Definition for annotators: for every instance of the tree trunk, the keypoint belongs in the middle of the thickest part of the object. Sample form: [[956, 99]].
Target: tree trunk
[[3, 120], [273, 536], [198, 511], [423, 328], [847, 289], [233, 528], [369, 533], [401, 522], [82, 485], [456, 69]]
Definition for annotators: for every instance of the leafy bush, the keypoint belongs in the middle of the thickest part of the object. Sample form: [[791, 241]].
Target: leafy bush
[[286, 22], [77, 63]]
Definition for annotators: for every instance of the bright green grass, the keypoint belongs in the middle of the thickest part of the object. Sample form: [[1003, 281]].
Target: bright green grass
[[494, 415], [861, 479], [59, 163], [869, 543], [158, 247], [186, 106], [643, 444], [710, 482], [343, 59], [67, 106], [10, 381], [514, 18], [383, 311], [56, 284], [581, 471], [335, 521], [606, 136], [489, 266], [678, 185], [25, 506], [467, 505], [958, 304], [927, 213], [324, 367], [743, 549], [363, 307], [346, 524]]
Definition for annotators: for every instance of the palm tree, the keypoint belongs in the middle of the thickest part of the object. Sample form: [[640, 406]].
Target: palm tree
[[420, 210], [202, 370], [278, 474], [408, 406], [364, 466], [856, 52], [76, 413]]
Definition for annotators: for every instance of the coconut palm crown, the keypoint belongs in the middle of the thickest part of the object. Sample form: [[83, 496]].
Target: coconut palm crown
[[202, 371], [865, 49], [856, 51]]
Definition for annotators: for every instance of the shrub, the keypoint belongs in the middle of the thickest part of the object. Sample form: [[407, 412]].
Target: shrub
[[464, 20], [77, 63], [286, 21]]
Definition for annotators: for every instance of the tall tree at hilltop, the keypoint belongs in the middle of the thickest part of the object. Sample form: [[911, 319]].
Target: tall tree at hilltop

━━━

- BRIEF
Write out the whole listing above word for word, with every line in its original order.

- RESULT
Definition for annotators: for every instance of the tree trunk, the keypoint belongs in the middle of the thickest part of the object. Sample form: [[956, 99]].
Target: tree trunk
[[3, 120], [273, 536], [198, 511], [423, 328], [847, 289], [233, 528], [369, 533], [401, 522], [82, 485], [456, 69]]
Definition for annotators: for every instance of the leafy bush, the keypoint belongs in the middle of the thickest part of the object. Sample form: [[791, 241]].
Target: leafy bush
[[286, 22], [77, 63]]
Definition for annotators: for every instance of the bright green grass, the keypoint belongs in the middle of the thickest part of the object. Sample form: [[1003, 281]].
Target: bright green grass
[[494, 415], [861, 479], [59, 163], [869, 543], [158, 247], [186, 106], [643, 444], [710, 482], [343, 59], [67, 106], [10, 381], [514, 18], [383, 311], [56, 284], [581, 471], [335, 521], [606, 136], [489, 266], [678, 185], [25, 506], [467, 505], [958, 304], [927, 213], [324, 367], [743, 549], [363, 307], [346, 524]]
Definition for annotators: for every instance of the palm tree, the keypoint belongs in the middle of the thickest part of the object. Sample form: [[640, 406]].
Target: palm tree
[[420, 210], [202, 370], [278, 474], [408, 406], [364, 466], [856, 52], [76, 413]]
Definition for annotators: for every instance of the coconut palm crown, the keypoint belongs in the middle of the thickest part of the object. Sample form: [[83, 496]].
Target: coconut palm crown
[[202, 371], [865, 49], [856, 51]]
Definition for annotators: for every instance of the shrub, the keypoint belongs in the middle of the thickest part of the object. Sample form: [[407, 412]].
Target: shrub
[[464, 20], [77, 63], [286, 21]]
Definition for annotators: for every instance of the tall tree at hilltop, the keypoint belongs in the middle of the thickest part of the object. Sample form: [[911, 319]].
Target: tall tree at hilltop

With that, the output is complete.